*Dataset excerpts*.
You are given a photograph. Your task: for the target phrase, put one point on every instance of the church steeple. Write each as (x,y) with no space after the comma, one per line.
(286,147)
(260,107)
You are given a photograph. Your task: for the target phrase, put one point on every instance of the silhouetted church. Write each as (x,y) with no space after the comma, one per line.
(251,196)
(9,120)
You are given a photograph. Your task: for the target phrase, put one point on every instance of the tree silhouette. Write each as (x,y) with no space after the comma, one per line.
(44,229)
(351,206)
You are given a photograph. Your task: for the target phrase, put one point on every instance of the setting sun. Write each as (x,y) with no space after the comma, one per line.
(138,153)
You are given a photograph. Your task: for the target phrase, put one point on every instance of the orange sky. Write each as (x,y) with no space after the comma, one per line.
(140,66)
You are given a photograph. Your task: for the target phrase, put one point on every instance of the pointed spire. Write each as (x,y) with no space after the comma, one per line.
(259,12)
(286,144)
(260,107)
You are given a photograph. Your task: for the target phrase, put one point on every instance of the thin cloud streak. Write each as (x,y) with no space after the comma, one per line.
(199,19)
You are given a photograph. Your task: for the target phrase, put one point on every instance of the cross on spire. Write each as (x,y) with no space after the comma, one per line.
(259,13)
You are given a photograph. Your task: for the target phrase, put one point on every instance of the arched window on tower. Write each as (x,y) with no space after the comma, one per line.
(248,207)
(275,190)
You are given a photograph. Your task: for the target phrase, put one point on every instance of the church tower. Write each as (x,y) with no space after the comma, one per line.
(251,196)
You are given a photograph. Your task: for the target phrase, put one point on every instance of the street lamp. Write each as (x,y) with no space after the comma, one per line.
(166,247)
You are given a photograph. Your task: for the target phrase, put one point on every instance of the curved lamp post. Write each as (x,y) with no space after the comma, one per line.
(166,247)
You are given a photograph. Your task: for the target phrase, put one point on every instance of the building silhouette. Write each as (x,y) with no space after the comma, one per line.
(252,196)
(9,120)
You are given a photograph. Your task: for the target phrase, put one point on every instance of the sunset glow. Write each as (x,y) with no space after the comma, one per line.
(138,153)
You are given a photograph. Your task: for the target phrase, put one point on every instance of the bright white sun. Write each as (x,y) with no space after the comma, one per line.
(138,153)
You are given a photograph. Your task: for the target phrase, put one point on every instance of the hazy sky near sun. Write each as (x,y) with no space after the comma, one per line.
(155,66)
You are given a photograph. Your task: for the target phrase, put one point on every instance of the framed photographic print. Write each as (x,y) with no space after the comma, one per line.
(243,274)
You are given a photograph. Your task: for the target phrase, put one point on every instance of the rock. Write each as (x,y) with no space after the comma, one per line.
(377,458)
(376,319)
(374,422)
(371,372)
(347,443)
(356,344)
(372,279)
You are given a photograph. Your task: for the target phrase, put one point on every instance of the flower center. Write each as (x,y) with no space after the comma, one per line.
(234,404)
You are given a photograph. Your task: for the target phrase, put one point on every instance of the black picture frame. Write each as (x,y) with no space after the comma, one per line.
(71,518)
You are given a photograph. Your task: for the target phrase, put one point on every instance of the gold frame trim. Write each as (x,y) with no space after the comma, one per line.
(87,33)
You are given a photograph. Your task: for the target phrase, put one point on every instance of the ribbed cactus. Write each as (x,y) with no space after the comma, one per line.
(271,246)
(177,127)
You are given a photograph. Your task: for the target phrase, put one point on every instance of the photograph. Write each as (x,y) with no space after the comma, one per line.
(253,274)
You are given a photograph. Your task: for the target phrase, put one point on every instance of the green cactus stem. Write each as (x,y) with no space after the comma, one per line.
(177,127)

*Description of the task*.
The line containing "of the ribbed" and each line after it through the end of the listing above must be printed exactly, with nothing added.

*Output below*.
You are given a photograph. Your task: for the target phrase, put one point on every instance of the ribbed cactus. Write each as (x,y) with no space after the comma, one per line.
(271,246)
(177,127)
You are given a photograph. Your task: for the target phrase, put one point on every instance of the photograph. Write each as (x,y) with no space after the comma, one per line.
(253,274)
You are given a photograph. Your task: for the target phrase, put one point on every instance of the green cactus stem. Write each as (x,y) with no space after the comma, one per line.
(177,127)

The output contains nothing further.